- WHAT TO PRODUCE -
Working from the entries below, tally each line that holds "outline". Give the tally and nothing else.

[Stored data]
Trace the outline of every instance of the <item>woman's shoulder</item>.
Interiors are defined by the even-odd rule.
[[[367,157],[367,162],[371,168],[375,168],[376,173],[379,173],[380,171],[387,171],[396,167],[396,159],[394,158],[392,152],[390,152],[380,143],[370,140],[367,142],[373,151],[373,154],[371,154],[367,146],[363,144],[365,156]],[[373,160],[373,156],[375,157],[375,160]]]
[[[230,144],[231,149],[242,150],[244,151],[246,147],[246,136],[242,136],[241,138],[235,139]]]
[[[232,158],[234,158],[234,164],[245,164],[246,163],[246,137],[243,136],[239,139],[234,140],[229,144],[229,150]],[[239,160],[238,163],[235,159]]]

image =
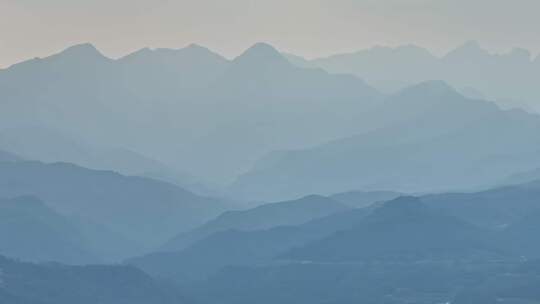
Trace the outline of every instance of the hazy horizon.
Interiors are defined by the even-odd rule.
[[[126,57],[130,54],[133,54],[133,53],[136,53],[137,51],[140,51],[142,49],[151,49],[151,50],[159,50],[159,49],[170,49],[170,50],[180,50],[180,49],[184,49],[184,48],[188,48],[190,46],[193,46],[193,45],[196,45],[196,46],[200,46],[200,47],[204,47],[204,48],[207,48],[208,50],[220,55],[220,56],[223,56],[224,58],[226,58],[227,60],[233,60],[234,58],[242,55],[242,53],[244,53],[246,50],[248,50],[249,48],[253,47],[254,45],[257,45],[259,43],[264,43],[264,44],[268,44],[272,47],[274,47],[276,50],[278,50],[279,52],[281,52],[282,54],[287,54],[287,55],[292,55],[292,56],[299,56],[303,59],[306,59],[306,60],[317,60],[317,59],[323,59],[323,58],[329,58],[329,57],[332,57],[332,56],[335,56],[335,55],[344,55],[344,54],[353,54],[353,53],[356,53],[356,52],[360,52],[360,51],[364,51],[364,50],[370,50],[370,49],[376,49],[376,48],[389,48],[389,49],[398,49],[398,48],[401,48],[401,47],[408,47],[408,46],[413,46],[413,47],[418,47],[418,48],[421,48],[421,49],[424,49],[426,51],[428,51],[430,54],[432,54],[434,57],[436,58],[443,58],[444,56],[446,56],[448,53],[452,52],[453,50],[461,47],[461,46],[464,46],[468,43],[476,43],[482,50],[486,51],[487,53],[491,54],[491,55],[505,55],[505,54],[510,54],[512,51],[514,50],[524,50],[526,52],[529,52],[529,54],[531,55],[530,58],[532,61],[536,60],[537,58],[540,58],[540,53],[533,53],[531,50],[529,49],[525,49],[525,48],[521,48],[521,47],[512,47],[512,48],[509,48],[507,50],[496,50],[496,49],[489,49],[487,47],[485,47],[481,41],[479,40],[475,40],[475,39],[472,39],[472,40],[466,40],[466,41],[463,41],[461,43],[458,43],[456,44],[455,46],[453,47],[449,47],[447,50],[445,51],[440,51],[440,52],[435,52],[433,51],[432,49],[429,49],[427,47],[424,47],[423,45],[419,45],[419,44],[414,44],[414,43],[403,43],[403,44],[396,44],[396,45],[385,45],[385,44],[374,44],[374,45],[371,45],[371,46],[366,46],[366,47],[363,47],[363,48],[358,48],[358,49],[355,49],[355,50],[351,50],[351,51],[343,51],[343,52],[330,52],[328,54],[324,54],[324,55],[320,55],[320,56],[304,56],[303,54],[300,54],[300,53],[293,53],[293,52],[288,52],[287,50],[283,50],[279,47],[277,47],[276,45],[274,44],[271,44],[269,42],[266,42],[266,41],[254,41],[253,43],[249,44],[246,46],[245,49],[241,49],[238,51],[238,53],[234,53],[234,54],[225,54],[225,53],[222,53],[222,52],[219,52],[205,44],[200,44],[200,43],[196,43],[196,42],[191,42],[191,43],[187,43],[185,45],[182,45],[182,46],[179,46],[179,47],[160,47],[160,46],[143,46],[141,48],[138,48],[138,49],[134,49],[134,50],[129,50],[127,51],[126,53],[119,53],[117,55],[112,55],[112,54],[109,54],[105,51],[103,51],[102,48],[100,48],[99,45],[93,43],[93,42],[90,42],[90,41],[82,41],[82,42],[79,42],[79,43],[74,43],[74,44],[69,44],[69,45],[65,45],[64,47],[56,50],[56,51],[53,51],[52,53],[44,53],[44,54],[40,54],[40,55],[36,55],[34,57],[28,57],[28,58],[22,58],[21,60],[19,61],[16,61],[16,62],[12,62],[10,64],[7,64],[6,66],[0,66],[0,69],[7,69],[9,68],[10,66],[12,65],[15,65],[15,64],[18,64],[18,63],[21,63],[21,62],[25,62],[25,61],[28,61],[28,60],[32,60],[34,58],[46,58],[46,57],[49,57],[49,56],[53,56],[53,55],[56,55],[56,54],[59,54],[59,53],[62,53],[63,51],[71,48],[71,47],[74,47],[74,46],[80,46],[80,45],[91,45],[93,46],[94,48],[96,48],[96,50],[102,54],[103,56],[105,56],[106,58],[109,58],[109,59],[113,59],[113,60],[118,60],[118,59],[121,59],[123,57]]]
[[[84,42],[112,58],[190,43],[231,58],[260,41],[307,58],[403,44],[442,55],[468,40],[490,52],[520,47],[536,57],[538,9],[532,0],[2,0],[0,68]]]
[[[539,0],[0,0],[0,304],[539,304]]]

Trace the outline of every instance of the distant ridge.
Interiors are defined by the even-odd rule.
[[[437,214],[415,197],[400,197],[375,209],[351,230],[337,232],[284,258],[307,261],[468,259],[499,249],[488,231]],[[504,255],[504,254],[503,254]]]
[[[350,209],[331,198],[309,195],[300,199],[264,204],[255,208],[227,211],[186,233],[177,235],[162,248],[179,251],[217,232],[227,230],[254,231],[278,226],[299,225],[330,214]]]
[[[311,189],[322,195],[350,189],[474,189],[540,163],[540,142],[529,140],[540,131],[540,116],[466,98],[441,81],[385,98],[357,124],[363,133],[274,154],[270,165],[255,166],[231,192],[282,199]],[[506,165],[490,164],[495,159]]]
[[[442,79],[458,90],[474,88],[504,108],[540,111],[537,103],[540,94],[532,81],[540,77],[540,60],[521,48],[494,53],[471,40],[440,56],[419,46],[403,45],[376,46],[313,60],[288,57],[299,66],[352,73],[387,93],[418,82]]]
[[[196,176],[215,189],[272,150],[356,133],[358,114],[380,98],[358,77],[298,68],[265,43],[233,60],[199,45],[109,59],[81,44],[0,71],[0,134],[30,125],[69,134],[90,150],[61,151],[70,162],[102,168],[92,151],[131,151],[169,171],[153,176]],[[45,147],[54,147],[35,140],[15,142],[32,159],[50,159]],[[144,175],[129,166],[123,172]]]

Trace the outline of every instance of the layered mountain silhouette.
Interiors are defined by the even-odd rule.
[[[299,226],[216,233],[134,263],[184,284],[195,280],[189,293],[205,303],[444,303],[476,299],[477,290],[538,299],[535,272],[502,234],[400,197]]]
[[[43,126],[27,125],[0,131],[0,147],[17,158],[43,162],[70,162],[126,175],[148,176],[205,192],[196,177],[170,169],[155,159],[125,148],[91,146],[81,139]],[[15,155],[10,156],[13,159]]]
[[[163,250],[181,250],[220,231],[253,231],[299,225],[348,209],[350,207],[338,201],[310,195],[293,201],[264,204],[248,210],[227,211],[194,230],[176,236],[163,247]]]
[[[68,218],[34,197],[0,199],[0,254],[25,261],[96,263]]]
[[[385,203],[351,230],[292,250],[284,257],[320,262],[471,259],[500,254],[489,232],[437,214],[419,199]]]
[[[287,58],[299,66],[355,74],[383,91],[442,79],[460,90],[474,88],[504,107],[538,110],[536,101],[540,96],[535,90],[535,79],[540,75],[539,60],[524,49],[494,54],[478,42],[468,41],[444,56],[435,56],[415,45],[402,45],[376,46],[309,61],[298,56]]]
[[[443,82],[407,88],[364,118],[358,124],[365,132],[274,153],[231,191],[279,199],[354,189],[478,189],[540,162],[533,136],[539,116],[465,98]]]
[[[468,42],[0,70],[0,303],[537,303],[539,69]]]
[[[369,207],[374,203],[389,201],[402,195],[402,193],[393,191],[348,191],[332,194],[330,198],[353,208],[363,208]]]
[[[473,193],[425,195],[431,208],[469,223],[501,230],[540,212],[540,182],[503,186]]]
[[[222,201],[149,178],[67,163],[0,163],[0,197],[19,195],[39,197],[74,218],[94,235],[96,251],[112,259],[161,245],[226,208]]]
[[[246,219],[251,219],[253,213],[258,214],[261,210],[277,207],[288,210],[285,207],[290,207],[291,203],[263,205],[248,211],[234,212],[236,216],[226,216],[229,213],[225,213],[221,217],[227,220],[226,226],[217,226],[217,223],[224,219],[211,221],[175,238],[169,244],[178,247],[162,249],[170,252],[156,252],[131,259],[129,263],[156,276],[189,281],[215,274],[228,266],[269,265],[276,260],[290,259],[289,254],[293,255],[298,251],[305,254],[317,252],[311,250],[311,246],[318,246],[321,251],[326,248],[323,253],[336,255],[354,254],[355,248],[366,254],[369,254],[370,250],[379,249],[394,252],[395,256],[388,255],[386,259],[471,259],[475,255],[478,255],[476,258],[488,260],[502,256],[514,259],[517,256],[531,255],[537,247],[530,239],[535,234],[530,233],[531,231],[527,230],[529,228],[520,228],[532,227],[530,224],[534,224],[534,215],[540,212],[540,205],[537,203],[540,194],[537,189],[538,187],[531,183],[474,193],[425,195],[419,199],[404,197],[389,202],[376,199],[372,204],[367,204],[367,208],[346,209],[306,223],[293,225],[291,222],[281,222],[282,226],[271,228],[267,221],[263,220],[261,226],[258,226],[250,220],[250,225],[246,227]],[[382,194],[394,195],[385,192]],[[355,204],[354,197],[360,199],[360,203],[356,204],[365,204],[362,200],[366,199],[366,193],[345,193],[333,197],[340,196],[344,196],[352,204]],[[306,203],[296,203],[297,206],[309,208],[307,198],[300,201]],[[308,213],[308,210],[304,213]],[[277,225],[278,222],[273,224]],[[529,223],[529,226],[525,226],[525,223]],[[381,229],[380,235],[375,233],[377,229]],[[424,235],[426,233],[427,236]],[[356,236],[364,234],[368,234],[364,237],[371,242],[365,245],[369,249],[363,249],[364,245],[355,239]],[[333,239],[342,235],[346,235],[350,240],[331,245],[324,243],[325,238]],[[383,235],[388,239],[383,239]],[[371,246],[373,244],[379,244],[381,248],[376,249],[376,246]],[[302,249],[303,246],[305,249]],[[403,248],[398,251],[392,246]],[[440,248],[437,252],[430,252],[435,250],[430,246]],[[464,251],[453,252],[445,246],[461,248]],[[416,248],[417,251],[407,252],[407,248]],[[288,253],[290,250],[293,253]],[[403,256],[400,257],[397,252],[401,252]],[[437,257],[437,254],[440,256]],[[358,258],[360,257],[367,259],[359,254]],[[383,254],[373,254],[369,259],[377,257],[384,259]]]
[[[0,71],[0,91],[0,134],[51,130],[90,148],[80,153],[132,151],[211,182],[231,180],[271,150],[354,134],[358,114],[380,97],[354,76],[298,68],[264,43],[234,60],[197,45],[112,60],[76,45]],[[54,161],[104,167],[71,152]]]
[[[279,206],[281,209],[286,205],[279,204],[282,205]],[[309,208],[308,204],[302,205]],[[196,233],[194,236],[197,238],[189,239],[190,243],[184,241],[182,243],[184,248],[178,251],[156,252],[130,259],[127,263],[156,277],[177,282],[201,280],[230,266],[274,264],[276,258],[288,250],[327,237],[337,231],[350,229],[370,212],[370,208],[345,209],[297,225],[283,224],[258,230],[220,230],[204,236]],[[203,229],[202,232],[208,231]],[[178,244],[178,240],[175,239],[174,244]]]

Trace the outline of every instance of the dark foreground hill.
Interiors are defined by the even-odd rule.
[[[176,236],[162,250],[178,251],[220,231],[253,231],[300,225],[348,209],[350,207],[337,200],[309,195],[297,200],[269,203],[247,210],[226,211],[204,225]]]
[[[0,254],[27,261],[97,262],[83,233],[33,197],[0,199]]]
[[[354,228],[292,250],[300,261],[430,261],[504,257],[494,235],[439,214],[418,198],[401,197],[375,209]]]
[[[219,200],[149,178],[67,163],[0,162],[0,197],[20,195],[73,219],[94,251],[113,260],[157,247],[225,209]]]
[[[127,266],[31,264],[0,256],[2,304],[178,304],[177,292]]]
[[[180,251],[156,252],[127,262],[157,277],[192,281],[228,266],[273,264],[292,248],[354,227],[370,212],[367,208],[351,209],[296,226],[215,232]]]

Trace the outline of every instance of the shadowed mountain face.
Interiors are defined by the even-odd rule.
[[[9,304],[172,304],[185,300],[126,266],[30,264],[0,256],[0,301]]]
[[[298,68],[262,43],[232,61],[196,45],[118,60],[77,45],[0,71],[0,91],[0,134],[16,139],[14,130],[34,127],[83,147],[60,149],[68,159],[53,161],[103,168],[108,158],[96,151],[132,151],[219,182],[269,151],[356,133],[359,113],[380,96],[353,76]],[[54,155],[28,143],[4,146],[36,160]]]
[[[181,250],[220,231],[252,231],[277,226],[299,225],[348,209],[349,207],[338,201],[323,196],[310,195],[294,201],[265,204],[248,210],[227,211],[194,230],[176,236],[162,249],[166,251]]]
[[[268,207],[274,207],[271,206],[274,204],[269,205]],[[354,227],[370,211],[367,208],[346,209],[298,225],[259,230],[221,230],[204,236],[196,233],[197,239],[189,239],[191,241],[189,246],[179,251],[156,252],[130,259],[127,263],[156,277],[169,278],[177,282],[200,280],[229,266],[273,264],[278,256],[294,247]],[[179,239],[175,241],[177,240]],[[185,242],[183,244],[188,245]]]
[[[261,210],[289,210],[293,205],[268,204],[232,213],[236,216],[225,213],[174,239],[170,244],[182,247],[167,249],[176,252],[157,252],[129,263],[159,277],[190,281],[211,276],[227,266],[268,265],[291,257],[301,261],[323,259],[323,263],[328,259],[342,263],[379,258],[403,262],[534,257],[538,246],[530,238],[536,235],[531,233],[536,231],[534,214],[540,212],[537,190],[537,185],[531,183],[476,193],[405,197],[335,212],[294,226],[268,229],[268,222],[258,226],[251,220],[245,226],[246,219],[257,218],[254,214]],[[351,204],[363,204],[366,198],[365,193],[343,195]],[[298,201],[306,204],[297,206],[308,208],[308,198]],[[303,213],[309,212],[306,209]],[[220,222],[227,226],[217,225]],[[225,230],[227,227],[231,230]]]
[[[351,73],[383,91],[395,91],[432,79],[460,89],[474,88],[504,107],[539,110],[538,59],[529,51],[513,49],[492,54],[469,41],[442,57],[414,45],[374,47],[311,61],[289,56],[299,66],[320,67],[334,73]]]
[[[247,197],[283,198],[351,189],[474,189],[540,163],[540,117],[471,100],[442,82],[388,98],[359,135],[276,153],[232,186]]]
[[[540,212],[540,182],[499,187],[474,193],[426,195],[430,207],[488,229],[501,230]]]
[[[353,229],[284,257],[318,262],[497,258],[501,253],[491,239],[489,232],[437,214],[417,198],[401,197],[374,210]]]
[[[17,155],[0,150],[0,162],[11,162],[18,160],[21,160],[21,158]]]
[[[483,100],[540,97],[533,65],[83,44],[0,70],[0,304],[539,303],[540,116]]]
[[[225,208],[220,201],[148,178],[65,163],[0,163],[0,197],[18,195],[43,199],[47,206],[75,218],[85,231],[100,239],[118,235],[123,242],[111,242],[113,248],[101,248],[116,251],[114,258],[135,254],[122,250],[126,242],[142,249],[158,246]],[[114,246],[119,248],[113,250]]]
[[[131,262],[202,303],[427,304],[489,291],[534,303],[537,272],[503,235],[400,197],[298,226],[220,232]]]
[[[41,262],[99,261],[76,225],[33,197],[0,199],[0,254]]]

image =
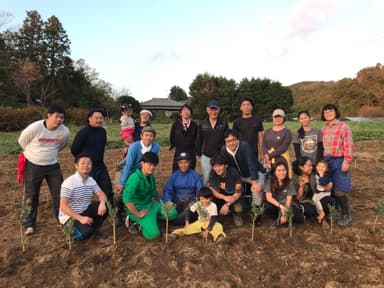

- OUTPUT OF THE TASK -
6